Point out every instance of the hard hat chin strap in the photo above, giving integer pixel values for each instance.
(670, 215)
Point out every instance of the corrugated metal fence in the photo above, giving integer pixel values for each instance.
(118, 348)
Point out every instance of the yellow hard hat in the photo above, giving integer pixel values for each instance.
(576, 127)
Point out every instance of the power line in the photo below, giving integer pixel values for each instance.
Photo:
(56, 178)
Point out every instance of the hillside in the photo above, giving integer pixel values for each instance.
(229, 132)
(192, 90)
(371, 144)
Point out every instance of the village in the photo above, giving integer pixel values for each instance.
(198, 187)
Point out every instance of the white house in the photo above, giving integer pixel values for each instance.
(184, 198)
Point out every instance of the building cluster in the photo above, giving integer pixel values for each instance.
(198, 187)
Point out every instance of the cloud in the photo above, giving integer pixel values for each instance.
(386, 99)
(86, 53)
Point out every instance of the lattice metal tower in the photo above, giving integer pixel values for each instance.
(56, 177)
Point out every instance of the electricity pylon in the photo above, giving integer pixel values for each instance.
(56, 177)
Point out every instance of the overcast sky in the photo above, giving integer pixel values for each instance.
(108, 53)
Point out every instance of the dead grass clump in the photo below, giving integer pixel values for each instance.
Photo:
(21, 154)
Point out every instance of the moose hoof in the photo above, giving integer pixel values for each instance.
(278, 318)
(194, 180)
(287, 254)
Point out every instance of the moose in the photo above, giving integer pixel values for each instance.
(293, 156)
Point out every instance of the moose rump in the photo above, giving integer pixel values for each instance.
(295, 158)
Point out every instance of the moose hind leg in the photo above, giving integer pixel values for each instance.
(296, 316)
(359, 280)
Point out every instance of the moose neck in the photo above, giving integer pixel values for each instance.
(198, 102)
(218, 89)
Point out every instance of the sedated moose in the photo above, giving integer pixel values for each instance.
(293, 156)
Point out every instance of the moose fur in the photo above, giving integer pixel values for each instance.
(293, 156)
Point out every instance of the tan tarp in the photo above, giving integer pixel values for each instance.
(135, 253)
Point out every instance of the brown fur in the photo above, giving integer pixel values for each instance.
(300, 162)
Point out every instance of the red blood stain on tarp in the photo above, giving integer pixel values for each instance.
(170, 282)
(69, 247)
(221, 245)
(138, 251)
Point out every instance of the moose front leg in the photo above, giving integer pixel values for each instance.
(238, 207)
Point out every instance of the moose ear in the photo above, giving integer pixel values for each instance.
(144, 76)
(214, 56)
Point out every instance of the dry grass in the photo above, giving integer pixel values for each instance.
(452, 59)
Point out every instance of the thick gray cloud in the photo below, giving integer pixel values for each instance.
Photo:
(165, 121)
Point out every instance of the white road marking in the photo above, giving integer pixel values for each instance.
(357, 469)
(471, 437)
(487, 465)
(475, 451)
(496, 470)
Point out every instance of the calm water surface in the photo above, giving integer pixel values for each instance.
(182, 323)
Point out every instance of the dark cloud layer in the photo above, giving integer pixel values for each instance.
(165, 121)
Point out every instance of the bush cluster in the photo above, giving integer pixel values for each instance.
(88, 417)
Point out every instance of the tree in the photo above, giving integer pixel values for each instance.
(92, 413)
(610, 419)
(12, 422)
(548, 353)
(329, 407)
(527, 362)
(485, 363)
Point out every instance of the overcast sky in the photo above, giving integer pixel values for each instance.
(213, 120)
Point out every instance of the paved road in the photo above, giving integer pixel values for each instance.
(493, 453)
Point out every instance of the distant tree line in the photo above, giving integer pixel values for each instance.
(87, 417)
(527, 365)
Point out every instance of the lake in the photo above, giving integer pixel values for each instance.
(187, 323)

■ **STATED PROBLEM**:
Copy out the listing from the line containing "Point out every instance of the bush" through its final line, both ends included, reproducing each line without any change.

■ **COMPLETE RESPONSE**:
Point out every instance of the bush cluster in the photo above, giving integer pixel values for each instance.
(88, 417)
Point out every instance of the tree in the photo above, giving integer pixel values for each instance.
(92, 413)
(610, 419)
(12, 422)
(548, 353)
(329, 407)
(527, 362)
(485, 363)
Point out every instance of the overcast sky in the photo above, giving integer pixel values for each instance.
(213, 120)
Point out every instance of the paved road in the photo above, giving integer pixel values for each instance.
(493, 453)
Point out every instance of the distant tree line in the photo above, giving integer pixel values for each instance.
(87, 417)
(527, 365)
Point out every instance of the lake in the photo above, giving integer pixel values for each instance.
(187, 323)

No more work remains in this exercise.